__Potongan Dokumen__:
##############################

Rasa percaya diri yang dulu ada kini mulai pudar. Generasi tua memang punya pengalaman tetapi minim akan pemahaman bahwa yang menentukan keberhasilan seseorang dalam hidup tidak semata-semata jenjang pendidikan yang telah ditempuhnya. Ada banyak faktor lain. Mereka lupa, bahwa hal utama adalah mempersiapkan anak mereka untuk bersaing dalam dunia kehidupan yang sesungguhnya. Pendidikan formal hanyalah pengantar bagi masa depan yang mapan.
Mereka harus memahami bahwa dunia industri adalah dunia yang 'kejam' _penuh dengan persaingan. Anak-anak mereka sebagai calon kaum urban sebenarnya akan masuk ke dalam belantara hutan 'beton dan pabrik'. Terkadang, yang berlaku di sana adalah 'hukum rimba' yakni survival are the fittest _mereka yang bertahan adalah mereka yang kuat.
Kita lihat sekarang di dunia industri dan perusahaan. Banyak para pemimpin industri dengan gelora free enterprise mengembangkan konsep bisnis dengan atribut "tanpa belas kasihan, tanpa hati nurani". Sebab, mereka cuma mengutamakan keuntungan/profit, penambahan modal dan penumpukan kekayaan, menindas para pekerja dan buruhnya. Konsep laisser faire mengembangkan kompetisi bebas dan pasaran bebas, yang kemudian memaksimalisasi paham pementingan diri sendiri.[3]
Frustasi
 Frustasi ialah suatu keadaan, dimana satu kebutuhan tidak bisa terpenuhi, dan tujuan tidak bisa tercapai. Jadi orang mengalami satu halangan dalam usahanya mencapai satu tujuan. Jika seseorang dalam usaha dan perjuangannya menuju satu tujuan terhambat sehingga usahanya gagal, maka dia disebut mengalami frustasi.
Frustasi ini bisa menimbulkan dua kelompok tingkah laku atau respons. (1) Dia bisa melemparkan kesalahan pada orang lain, menghancurkan seseorang, merusak atau mengakibatkan desorganisasi dari struktur kepribadian dan mengalami mental disorder parah. (2) Akan tetapi dia juga dapat menjadi satu titik tolak baru bagi satu usaha baru, guna menciptakan bentuk adaptasi dan mekanisme pemuasan kebutuhan yang baru. Sehingga terjadilah perkembangan hidup baru.[4]
Reaksi-reaksi frustasi yang sifatnya membangun/positif ialah: (1) mobilisasi dan penambahan aktifitas; (2) Berpikir secara mendalam disertai wawasan yang jernih; (3) Resignation (tawakal, pasrah pada Tuhan); (4) Membuat dinamis satu kebutuhan; (5) Kompensasi atau subtitusi dari tujuan; (6) Sublimasi (sublim = terutama, maha tinggi).

##############################

__Data yang Diberikan__:
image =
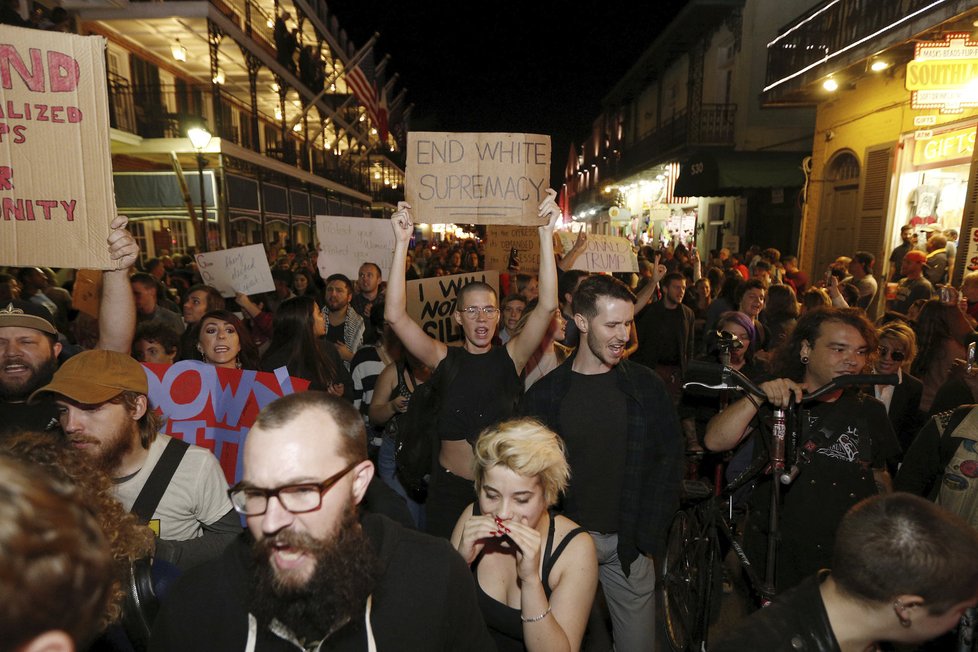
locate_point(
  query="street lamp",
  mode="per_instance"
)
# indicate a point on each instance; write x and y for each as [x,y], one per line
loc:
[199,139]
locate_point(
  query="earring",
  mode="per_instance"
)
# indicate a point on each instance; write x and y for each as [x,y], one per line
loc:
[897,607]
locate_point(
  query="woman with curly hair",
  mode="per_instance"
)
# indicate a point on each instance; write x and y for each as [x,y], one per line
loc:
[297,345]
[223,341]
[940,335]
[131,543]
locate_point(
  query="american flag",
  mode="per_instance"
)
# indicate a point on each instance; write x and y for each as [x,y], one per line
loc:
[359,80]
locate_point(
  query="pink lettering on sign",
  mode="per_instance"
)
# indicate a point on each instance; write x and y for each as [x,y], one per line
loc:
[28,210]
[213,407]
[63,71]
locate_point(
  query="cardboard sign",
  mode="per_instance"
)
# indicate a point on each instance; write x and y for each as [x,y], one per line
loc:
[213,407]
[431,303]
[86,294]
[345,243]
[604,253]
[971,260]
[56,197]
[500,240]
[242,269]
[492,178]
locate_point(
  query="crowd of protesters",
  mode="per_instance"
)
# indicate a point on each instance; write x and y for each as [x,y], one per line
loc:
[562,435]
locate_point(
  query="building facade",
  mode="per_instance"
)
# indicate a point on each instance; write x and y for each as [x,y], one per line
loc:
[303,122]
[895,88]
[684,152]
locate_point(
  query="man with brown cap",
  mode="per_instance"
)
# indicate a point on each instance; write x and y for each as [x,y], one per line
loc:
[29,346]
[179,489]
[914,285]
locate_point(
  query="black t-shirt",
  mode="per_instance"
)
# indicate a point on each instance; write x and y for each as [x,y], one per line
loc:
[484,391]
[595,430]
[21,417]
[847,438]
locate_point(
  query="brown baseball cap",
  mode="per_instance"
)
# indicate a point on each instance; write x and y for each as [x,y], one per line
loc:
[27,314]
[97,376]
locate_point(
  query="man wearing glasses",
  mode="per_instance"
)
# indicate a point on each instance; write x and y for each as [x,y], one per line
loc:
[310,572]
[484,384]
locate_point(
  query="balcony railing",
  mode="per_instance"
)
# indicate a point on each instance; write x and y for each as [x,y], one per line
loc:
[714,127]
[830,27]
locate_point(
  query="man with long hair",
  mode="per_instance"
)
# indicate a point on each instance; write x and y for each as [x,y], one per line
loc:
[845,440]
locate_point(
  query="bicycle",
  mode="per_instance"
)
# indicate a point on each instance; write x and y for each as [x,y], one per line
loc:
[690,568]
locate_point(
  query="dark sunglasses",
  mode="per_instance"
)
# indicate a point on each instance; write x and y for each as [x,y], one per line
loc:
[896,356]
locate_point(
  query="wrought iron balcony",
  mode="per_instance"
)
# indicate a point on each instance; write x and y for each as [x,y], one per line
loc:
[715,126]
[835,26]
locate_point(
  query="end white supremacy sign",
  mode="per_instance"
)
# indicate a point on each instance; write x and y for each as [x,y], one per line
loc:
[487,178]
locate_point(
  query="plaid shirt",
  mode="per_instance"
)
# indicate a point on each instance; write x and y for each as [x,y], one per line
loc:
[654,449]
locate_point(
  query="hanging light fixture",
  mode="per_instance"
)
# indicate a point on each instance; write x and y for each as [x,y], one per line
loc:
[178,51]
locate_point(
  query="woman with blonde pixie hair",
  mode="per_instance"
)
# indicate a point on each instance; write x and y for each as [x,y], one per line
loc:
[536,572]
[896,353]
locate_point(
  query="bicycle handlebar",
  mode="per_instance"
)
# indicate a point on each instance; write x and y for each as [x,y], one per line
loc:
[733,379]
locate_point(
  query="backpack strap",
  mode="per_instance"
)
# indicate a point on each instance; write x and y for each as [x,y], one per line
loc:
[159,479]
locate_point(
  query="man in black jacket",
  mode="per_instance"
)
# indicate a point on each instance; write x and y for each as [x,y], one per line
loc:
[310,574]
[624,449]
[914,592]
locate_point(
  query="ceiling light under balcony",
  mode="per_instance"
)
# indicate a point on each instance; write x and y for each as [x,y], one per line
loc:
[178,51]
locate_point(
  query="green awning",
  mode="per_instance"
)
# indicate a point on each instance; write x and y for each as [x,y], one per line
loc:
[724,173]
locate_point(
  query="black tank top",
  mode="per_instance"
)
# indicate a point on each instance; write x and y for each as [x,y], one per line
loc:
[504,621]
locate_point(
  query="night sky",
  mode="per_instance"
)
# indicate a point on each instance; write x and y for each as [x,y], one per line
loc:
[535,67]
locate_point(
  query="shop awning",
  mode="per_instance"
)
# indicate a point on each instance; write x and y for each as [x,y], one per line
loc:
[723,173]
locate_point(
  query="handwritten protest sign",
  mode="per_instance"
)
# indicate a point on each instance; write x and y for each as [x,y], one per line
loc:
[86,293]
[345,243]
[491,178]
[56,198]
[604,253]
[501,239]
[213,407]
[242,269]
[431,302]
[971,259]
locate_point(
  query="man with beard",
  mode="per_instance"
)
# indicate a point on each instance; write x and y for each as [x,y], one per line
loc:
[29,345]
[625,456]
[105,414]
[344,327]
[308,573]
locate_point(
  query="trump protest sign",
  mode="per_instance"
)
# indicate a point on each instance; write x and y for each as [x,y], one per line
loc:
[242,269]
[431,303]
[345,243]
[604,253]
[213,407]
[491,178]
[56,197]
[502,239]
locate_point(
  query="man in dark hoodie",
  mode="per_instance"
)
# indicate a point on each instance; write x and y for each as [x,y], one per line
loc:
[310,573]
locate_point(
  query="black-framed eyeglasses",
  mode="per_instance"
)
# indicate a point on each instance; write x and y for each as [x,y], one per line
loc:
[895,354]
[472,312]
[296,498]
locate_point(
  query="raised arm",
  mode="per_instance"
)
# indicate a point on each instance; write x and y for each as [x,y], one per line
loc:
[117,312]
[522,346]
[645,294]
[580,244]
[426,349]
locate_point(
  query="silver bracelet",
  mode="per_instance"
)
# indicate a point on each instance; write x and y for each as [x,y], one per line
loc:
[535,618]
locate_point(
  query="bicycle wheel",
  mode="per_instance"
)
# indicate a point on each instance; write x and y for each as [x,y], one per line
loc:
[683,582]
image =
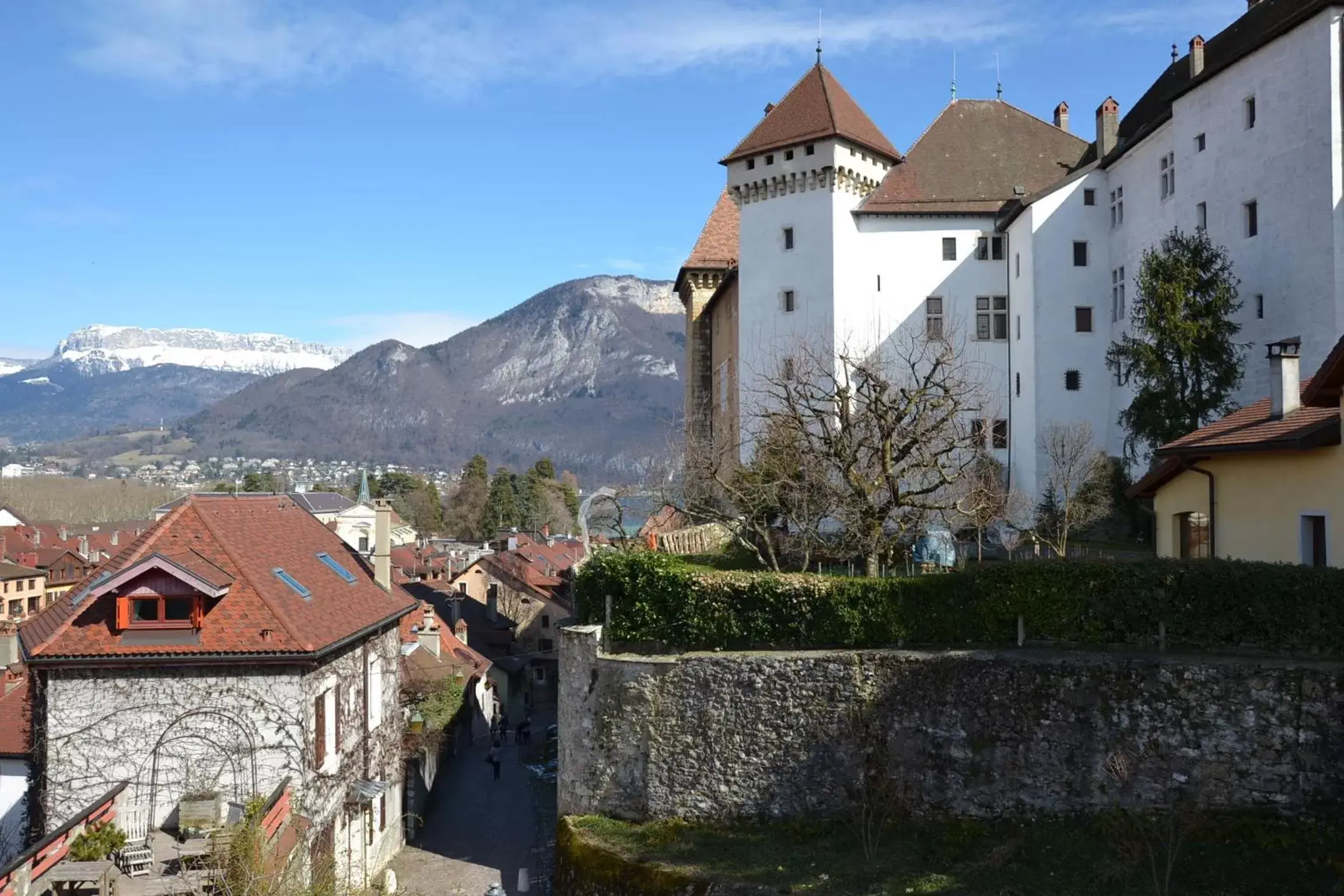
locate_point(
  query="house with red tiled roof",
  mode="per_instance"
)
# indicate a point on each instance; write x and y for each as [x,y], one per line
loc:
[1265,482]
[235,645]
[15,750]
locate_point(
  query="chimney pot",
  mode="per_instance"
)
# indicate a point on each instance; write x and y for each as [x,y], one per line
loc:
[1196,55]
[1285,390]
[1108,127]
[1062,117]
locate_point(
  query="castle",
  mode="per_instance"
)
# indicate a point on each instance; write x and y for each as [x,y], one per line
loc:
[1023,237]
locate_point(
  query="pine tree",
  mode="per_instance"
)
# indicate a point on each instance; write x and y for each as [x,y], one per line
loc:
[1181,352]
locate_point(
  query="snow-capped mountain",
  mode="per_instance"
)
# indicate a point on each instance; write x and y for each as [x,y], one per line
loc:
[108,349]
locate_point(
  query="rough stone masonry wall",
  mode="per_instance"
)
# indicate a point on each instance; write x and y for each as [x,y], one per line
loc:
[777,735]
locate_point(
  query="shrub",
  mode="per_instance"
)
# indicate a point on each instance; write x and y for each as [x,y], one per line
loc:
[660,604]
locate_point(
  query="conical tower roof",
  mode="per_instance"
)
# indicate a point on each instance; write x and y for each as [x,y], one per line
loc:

##############################

__Petunjuk Tugas__: Sebutkan seluruh reaksi frustasi yang bersifat membangun atau positif menurut potongan dokumen. Data ini tidak ada hubungannya dengan potongan dokumen.

__Jawaban Tugas__:
1. Mobilisasi dan penambahan aktifitas
2. Berpikir secara mendalam disertai wawasan yang jernih
3. Resignation (tawakal, pasrah pada Tuhan)
4. Membuat dinamis satu kebutuhan
5. Kompensasi atau subtitusi dari tujuan
6. Sublimasi